## REQUIRED TASK
Retype every one of the following records verbatim, keeping each line unchanged.

Rows taken from a pointing dataset

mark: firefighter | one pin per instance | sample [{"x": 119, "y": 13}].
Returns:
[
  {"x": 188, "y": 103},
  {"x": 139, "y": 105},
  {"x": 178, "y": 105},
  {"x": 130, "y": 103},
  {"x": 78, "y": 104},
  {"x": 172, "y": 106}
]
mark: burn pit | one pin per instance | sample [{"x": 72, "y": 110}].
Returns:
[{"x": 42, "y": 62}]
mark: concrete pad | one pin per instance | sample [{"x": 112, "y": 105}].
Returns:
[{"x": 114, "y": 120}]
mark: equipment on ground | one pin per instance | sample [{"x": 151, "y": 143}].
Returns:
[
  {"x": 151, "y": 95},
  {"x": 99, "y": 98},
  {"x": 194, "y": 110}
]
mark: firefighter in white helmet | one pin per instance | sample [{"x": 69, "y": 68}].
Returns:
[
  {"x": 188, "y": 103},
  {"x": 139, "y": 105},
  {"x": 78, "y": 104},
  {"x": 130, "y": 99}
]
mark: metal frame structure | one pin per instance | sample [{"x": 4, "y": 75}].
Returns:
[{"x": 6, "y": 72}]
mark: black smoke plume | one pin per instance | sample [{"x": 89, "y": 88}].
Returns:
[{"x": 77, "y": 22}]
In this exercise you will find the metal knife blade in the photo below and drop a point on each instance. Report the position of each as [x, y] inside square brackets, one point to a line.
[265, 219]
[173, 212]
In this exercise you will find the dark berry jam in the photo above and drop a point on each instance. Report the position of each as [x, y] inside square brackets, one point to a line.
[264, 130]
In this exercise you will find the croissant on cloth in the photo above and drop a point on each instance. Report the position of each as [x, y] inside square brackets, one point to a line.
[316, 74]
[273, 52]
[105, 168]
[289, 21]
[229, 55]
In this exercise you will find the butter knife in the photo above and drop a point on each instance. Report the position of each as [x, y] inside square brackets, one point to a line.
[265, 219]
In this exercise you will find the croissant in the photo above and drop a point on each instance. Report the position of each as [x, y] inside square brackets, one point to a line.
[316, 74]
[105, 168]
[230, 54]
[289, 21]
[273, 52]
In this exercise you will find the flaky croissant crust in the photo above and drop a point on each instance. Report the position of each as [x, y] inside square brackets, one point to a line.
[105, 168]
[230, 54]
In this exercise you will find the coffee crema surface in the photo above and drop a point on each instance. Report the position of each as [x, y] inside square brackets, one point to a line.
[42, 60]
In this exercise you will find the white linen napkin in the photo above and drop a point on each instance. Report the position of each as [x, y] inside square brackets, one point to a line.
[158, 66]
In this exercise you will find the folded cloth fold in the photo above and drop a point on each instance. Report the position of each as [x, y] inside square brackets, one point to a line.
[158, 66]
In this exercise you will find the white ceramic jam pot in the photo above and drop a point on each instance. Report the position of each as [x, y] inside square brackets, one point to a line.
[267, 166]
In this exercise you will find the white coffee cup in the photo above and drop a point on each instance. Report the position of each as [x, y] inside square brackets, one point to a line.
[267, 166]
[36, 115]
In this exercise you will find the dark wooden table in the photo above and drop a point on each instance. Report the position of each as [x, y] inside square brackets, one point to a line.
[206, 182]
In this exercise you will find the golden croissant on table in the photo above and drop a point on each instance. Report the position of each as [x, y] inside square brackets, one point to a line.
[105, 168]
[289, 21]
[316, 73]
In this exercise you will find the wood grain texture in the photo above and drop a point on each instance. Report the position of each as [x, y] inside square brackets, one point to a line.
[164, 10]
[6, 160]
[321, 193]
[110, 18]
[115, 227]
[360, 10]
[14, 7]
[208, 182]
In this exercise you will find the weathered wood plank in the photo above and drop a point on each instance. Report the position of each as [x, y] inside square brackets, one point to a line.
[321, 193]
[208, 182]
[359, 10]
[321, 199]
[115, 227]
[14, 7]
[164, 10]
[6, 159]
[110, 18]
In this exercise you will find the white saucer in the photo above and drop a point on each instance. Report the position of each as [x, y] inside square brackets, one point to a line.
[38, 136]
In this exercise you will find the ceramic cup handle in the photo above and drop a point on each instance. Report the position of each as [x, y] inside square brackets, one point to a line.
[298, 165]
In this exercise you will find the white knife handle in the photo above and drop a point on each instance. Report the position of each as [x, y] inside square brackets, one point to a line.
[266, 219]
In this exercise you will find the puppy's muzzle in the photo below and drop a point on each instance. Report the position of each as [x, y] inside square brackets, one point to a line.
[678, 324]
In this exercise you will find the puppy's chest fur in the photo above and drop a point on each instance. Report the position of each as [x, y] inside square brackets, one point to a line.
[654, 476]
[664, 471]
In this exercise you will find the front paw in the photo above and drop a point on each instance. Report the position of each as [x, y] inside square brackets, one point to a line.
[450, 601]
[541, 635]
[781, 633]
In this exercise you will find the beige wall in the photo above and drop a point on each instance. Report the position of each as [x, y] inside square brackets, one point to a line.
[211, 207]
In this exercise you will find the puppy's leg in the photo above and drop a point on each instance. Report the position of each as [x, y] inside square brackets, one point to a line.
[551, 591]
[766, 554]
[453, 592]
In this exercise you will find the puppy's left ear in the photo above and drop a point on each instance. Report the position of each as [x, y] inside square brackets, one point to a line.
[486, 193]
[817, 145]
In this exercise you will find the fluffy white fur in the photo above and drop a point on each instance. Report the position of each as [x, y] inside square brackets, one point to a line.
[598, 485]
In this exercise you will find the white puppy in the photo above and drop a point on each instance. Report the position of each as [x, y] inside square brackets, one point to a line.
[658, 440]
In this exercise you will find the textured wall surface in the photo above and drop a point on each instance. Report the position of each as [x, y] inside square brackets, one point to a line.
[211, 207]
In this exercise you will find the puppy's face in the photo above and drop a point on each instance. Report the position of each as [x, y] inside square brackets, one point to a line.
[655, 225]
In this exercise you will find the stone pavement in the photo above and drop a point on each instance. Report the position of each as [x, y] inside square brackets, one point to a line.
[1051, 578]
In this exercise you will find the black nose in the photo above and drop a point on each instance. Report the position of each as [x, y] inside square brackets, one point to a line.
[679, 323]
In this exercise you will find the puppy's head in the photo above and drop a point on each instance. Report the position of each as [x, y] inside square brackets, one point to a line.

## TASK OUTPUT
mark: firefighter | one pin per instance | sample [{"x": 119, "y": 13}].
Returns:
[
  {"x": 188, "y": 103},
  {"x": 139, "y": 105},
  {"x": 178, "y": 105},
  {"x": 130, "y": 103},
  {"x": 78, "y": 104},
  {"x": 172, "y": 106}
]
mark: burn pit | one pin per instance | sample [{"x": 72, "y": 110}].
Returns:
[{"x": 42, "y": 62}]
mark: concrete pad | one pin per instance | sample [{"x": 112, "y": 105}].
Returns:
[{"x": 114, "y": 120}]
mark: equipment on ground | one pin per instance | sample [{"x": 151, "y": 143}].
Returns:
[
  {"x": 151, "y": 95},
  {"x": 99, "y": 98},
  {"x": 194, "y": 110}
]
mark: firefighter in white helmet | one pin per instance | sample [{"x": 69, "y": 68}].
Returns:
[
  {"x": 188, "y": 103},
  {"x": 139, "y": 105},
  {"x": 78, "y": 104},
  {"x": 130, "y": 99}
]
mark: metal frame structure | one pin per instance | sample [{"x": 4, "y": 75}].
Returns:
[{"x": 6, "y": 72}]
mark: black smoke plume | one pin per instance | sample [{"x": 89, "y": 88}].
Returns:
[{"x": 77, "y": 22}]
In this exercise you will find the metal knife blade in the photo below and drop a point on each instance. Report the position of each as [x, y] inside square brackets, one point to a line.
[265, 219]
[173, 212]
In this exercise you will find the dark berry jam in the photo above and drop a point on each instance. Report the position of each as [x, y] inside square brackets, one point to a line.
[264, 130]
In this exercise you will find the croissant on cloth in the photo above and drop a point on each instance. Report the position of each as [x, y] inside square brackets, one point to a line.
[316, 74]
[273, 52]
[105, 168]
[289, 21]
[229, 55]
In this exercise you will find the butter knife in the photo above and drop a point on each instance. Report the position of each as [x, y] inside square brackets, one point to a line.
[265, 219]
In this exercise you will find the croissant in the photo above and drop a point on each instance. Report the position of each as [x, y] inside square brackets, one point to a line.
[316, 74]
[105, 168]
[230, 54]
[289, 21]
[273, 52]
In this exercise you will find the flaky croissant crust in the photo above and drop a point on each instance. Report the position of each as [x, y] inside square brackets, one point to a line.
[105, 168]
[230, 54]
In this exercise you will find the coffee crema surface in the photo above and drop a point on each instance. Report the position of each as [x, y] inside square brackets, one point to a line.
[42, 60]
In this exercise you will find the white linen napkin in the photo above and drop a point on each instance. Report the position of each as [x, y] inside square brackets, one point to a line.
[158, 66]
In this exercise you will find the folded cloth fold in the photo above and drop a point on each instance. Report the position of each as [x, y] inside square brackets, one point to a line.
[158, 66]
In this exercise you will find the white ceramic jam pot in the photo above and drop a point on each instance. Report the position of each as [x, y] inside square brackets, one point to a line.
[267, 166]
In this exercise you will find the white coffee cup in the photo above and drop a point on each instance. Report the position of each as [x, y] inside square brackets, one point to a line.
[267, 166]
[36, 115]
In this exercise you will find the dark wooden table in the photo above and drop a point on each instance. Report the position of each as [x, y] inside square brackets, one point to a line.
[206, 182]
In this exercise you will find the golden croissant on table in the photo above and drop a point on each instance. Report the position of each as [x, y] inside square brackets, one point to a line.
[105, 168]
[289, 21]
[316, 73]
In this exercise you will find the wood grain texture in the photo above and drop a point on each instance. Report the position of each as [x, y] inside square brackets, one point to a line.
[164, 10]
[6, 160]
[321, 193]
[110, 18]
[115, 227]
[360, 10]
[14, 7]
[208, 182]
In this exercise you will find the weathered wood plank in the photo above and drop a point on each instance. Report the position of each as [x, y] inside square brackets, one point to a line.
[321, 193]
[208, 182]
[359, 10]
[321, 199]
[115, 227]
[14, 7]
[164, 10]
[6, 159]
[110, 18]
In this exercise you will find the white saucer in the photo above and drop a point on each instance. Report the position of each as [x, y] inside square brackets, one point to a line.
[38, 136]
In this exercise you will find the ceramic cup handle in the photo above and drop a point on each instance. Report the position of each as [x, y] inside square brackets, one point to a line.
[298, 165]
In this exercise you will find the white knife handle in the photo above and drop a point on each instance. Report the position of each as [x, y] inside square brackets, one point to a line.
[266, 219]
In this exercise you will find the puppy's muzzle in the photo below and drop a point on each instance. Report the position of each as [x, y] inside square brackets, one point to a line.
[678, 324]
In this exercise you will find the puppy's chest fur in the photo above and drop a point on each instance. Report the position of each as [x, y] inside square brackets, one point to a line.
[654, 476]
[664, 471]
In this exercise you will find the front paw in the photo above and drop a point on each instance. Report the position of each as [x, y] inside square brackets, one point to a line.
[450, 601]
[541, 635]
[781, 633]
In this exercise you will find the beige wall in the photo above and drop a point on each instance. Report the position of each as [x, y] inside square brackets, one point to a line.
[211, 207]
In this exercise you will find the puppy's leg in the photo above and drop a point on each instance. Report the position of each as [x, y] inside square brackets, one point to a line.
[551, 591]
[766, 554]
[453, 592]
In this exercise you will find the puppy's left ear in the photo above and drop a point on each instance. Report the position of each as [x, y] inside square brackets, one point to a line.
[486, 193]
[817, 145]
In this exercise you will find the fluffy white fur in the photo above and drop a point on each instance. Report the position of each as [x, y] inside square brackets, one point to a line.
[598, 485]
In this exercise you will find the white puppy in the photo above and drop a point on each instance. Report the position of each as [x, y] inside square brackets, one point to a line.
[658, 440]
In this exercise you will find the textured wall surface in the photo above and drop a point on each instance. Report the position of each as [x, y] inside square brackets, one point to a line.
[211, 207]
In this exercise you will find the puppy's face in the photo above and drop a point on each instance. Report the position of each as [x, y] inside square brackets, one point to a line.
[655, 225]
In this exercise you will find the stone pavement in the photo above and drop a point on each instance. Report the position of each as [x, y] inside square brackets, one point to a line.
[1051, 578]
In this exercise you will find the black nose in the photo above and drop a point on each instance. Report the position of each as [x, y] inside square brackets, one point to a line.
[679, 323]
In this exercise you will find the puppy's head in the photo above and drop a point on each instance. Report the position of each as [x, y] inside square brackets, one point to a line.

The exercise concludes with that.